Metin bölümü →

###

- 339 Okunma
- 0 Yorum
- 1 Beğeni
-ALTERNATİF BİR SPOR DALI OLARAK BASKETBOL-(2)
-SOSYO KÜLTÜREL BİR ANALİZE DOĞRU-
Amerika’da basketbol diyorum da; ilk izlenimlerimi edinmemde 1980’lerin başlarında siyah beyaz ekranımızı süsleyen Beyaz Gölge adlı televizyon dizisinin rolü büyüktür. Bir lise ortamında konusu geçen dizi de lisenin basketbol takımı ve Coach’ları öne çıkar. Açıkçası Coach kavramı bile ben de yenidir. Tanıdığım ilk Coach Ken Reeves’dir. Rahmetli Aydan Siyavuş’u hatırlarım da belki de kendimden utanmalıyım. Ne çare ki, kişisel tarihim de olaylar bu şekilde gelişir. Ancak bir hususu da göz ardı etmemeliyim. Aşağı yukarı aynı dönem de Aydan Siyavuş hocayı fark etmem de diziden kaynaklanan sanal bir koçun rolü önemlidir. Kaldı ki Beyaz Gölgenin eğitici ögeleriyle iyi bir aile dizisi olduğunu da söylemeliyim.
Lise kozmopolit bir ortama sahiptir. Amerikan toplumunu yansıtır şekilde her ırktan öğrenci vardır. Coolidge, Salami, Goldstein, Gomez, Hayward, vs. oyuncuların tüm serseriliklerini tölöre eden ve onların sorunlarını çözen, farklılık ve zıddiyetlerini eriterek başarıya doğru kanalize eden bir lise koçu unutulmaz.
Bir bölümden hatırladığım replik mi? Takım bir dönem üst üste mağlup olur. Ligdeki durum öyle bir hal alır, zenci pivot Coolidge ya da kısaca Cool soyunma odasında bizi artık Kareem Abdül Jabbar bile kurtaramaz diyecektir. Bir de Koç Reeves’in oyuncularına hadi kızlar hareketlenin hitabı aklıma gelir. Tabi Amerikan basketbol kültüründe karşımıza çıkan NCAA ya da kolej ligini bana gösteren de Beyaz Gölge olmuştur. Hatırlayabildiğim kadarıyla bir bölümde Coolidge’ye NCAA’dan teklif gelir. Açıkçası NBA hayalleri de kuran ve teklifi değerlendiren Coolidge bir müddet sonra liseye geri dönmek suretiyle sevgili koçu Ken Reeves’e kavuşacaktır.

###

Problem A →
Metne göre dizideki lise koçu neden unutulmazdır? Bir ila üç cümleyle açıklayın.
Metin ile kayıtlar farklı kaynaklardan alınmıştır.

###

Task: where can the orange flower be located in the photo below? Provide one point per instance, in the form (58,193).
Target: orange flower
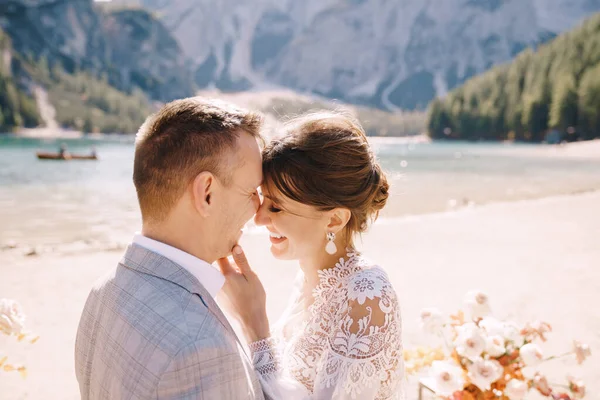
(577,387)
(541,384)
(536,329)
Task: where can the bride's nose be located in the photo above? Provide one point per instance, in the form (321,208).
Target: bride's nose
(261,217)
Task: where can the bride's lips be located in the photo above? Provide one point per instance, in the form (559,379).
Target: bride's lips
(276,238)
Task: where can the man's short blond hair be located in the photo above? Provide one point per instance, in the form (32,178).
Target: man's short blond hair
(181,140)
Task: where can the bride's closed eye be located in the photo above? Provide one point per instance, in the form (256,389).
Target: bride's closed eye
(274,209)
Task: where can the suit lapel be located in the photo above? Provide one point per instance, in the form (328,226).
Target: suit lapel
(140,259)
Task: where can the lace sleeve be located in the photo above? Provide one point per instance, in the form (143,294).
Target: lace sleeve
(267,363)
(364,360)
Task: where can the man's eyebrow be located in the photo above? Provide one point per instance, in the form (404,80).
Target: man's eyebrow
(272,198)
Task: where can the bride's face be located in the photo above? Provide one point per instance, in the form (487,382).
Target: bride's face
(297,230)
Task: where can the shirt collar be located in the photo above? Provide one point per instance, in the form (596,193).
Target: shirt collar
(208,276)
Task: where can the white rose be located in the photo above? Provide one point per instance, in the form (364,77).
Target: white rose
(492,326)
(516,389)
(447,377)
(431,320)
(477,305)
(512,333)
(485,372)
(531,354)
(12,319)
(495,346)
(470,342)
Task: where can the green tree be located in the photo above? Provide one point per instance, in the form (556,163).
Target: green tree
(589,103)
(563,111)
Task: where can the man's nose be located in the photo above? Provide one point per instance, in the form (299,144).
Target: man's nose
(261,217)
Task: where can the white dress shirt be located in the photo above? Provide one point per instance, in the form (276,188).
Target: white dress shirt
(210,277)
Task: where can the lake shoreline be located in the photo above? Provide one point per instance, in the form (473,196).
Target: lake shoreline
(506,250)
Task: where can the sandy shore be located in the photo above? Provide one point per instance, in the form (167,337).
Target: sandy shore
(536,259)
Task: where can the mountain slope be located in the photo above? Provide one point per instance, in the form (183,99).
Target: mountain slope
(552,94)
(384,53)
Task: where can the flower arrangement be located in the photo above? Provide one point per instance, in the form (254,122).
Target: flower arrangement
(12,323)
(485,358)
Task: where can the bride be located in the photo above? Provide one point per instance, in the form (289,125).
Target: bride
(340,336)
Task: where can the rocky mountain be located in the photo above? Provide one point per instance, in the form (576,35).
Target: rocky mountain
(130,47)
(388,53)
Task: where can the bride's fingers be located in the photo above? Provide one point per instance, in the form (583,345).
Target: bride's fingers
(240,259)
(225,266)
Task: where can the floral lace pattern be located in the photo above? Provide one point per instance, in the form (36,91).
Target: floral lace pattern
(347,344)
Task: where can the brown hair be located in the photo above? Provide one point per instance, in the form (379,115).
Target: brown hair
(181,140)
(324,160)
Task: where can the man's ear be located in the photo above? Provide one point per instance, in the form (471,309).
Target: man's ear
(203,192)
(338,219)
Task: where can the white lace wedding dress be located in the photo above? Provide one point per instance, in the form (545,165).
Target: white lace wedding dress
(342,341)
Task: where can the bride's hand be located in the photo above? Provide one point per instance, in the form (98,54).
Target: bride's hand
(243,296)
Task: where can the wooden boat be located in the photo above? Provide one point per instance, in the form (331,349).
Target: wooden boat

###

Problem B →
Kayıtlarda "lake" kelimesini içeren bütün satırları gösterin.

Tam çıktı A →
Koç, Coolidge, Salami, Goldstein, Gomez ve Hayward gibi oyuncuların bütün serseriliklerini tolere eder ve sorunlarını çözer. Ayrıca aralarındaki farklılıkları ve zıtlıkları eriterek onları başarıya yönlendirir.

Tam çıktı B →
Task: where can the lake shoreline be located in the photo above? Provide one point per instance, in the form (473,196).
Target: lake shoreline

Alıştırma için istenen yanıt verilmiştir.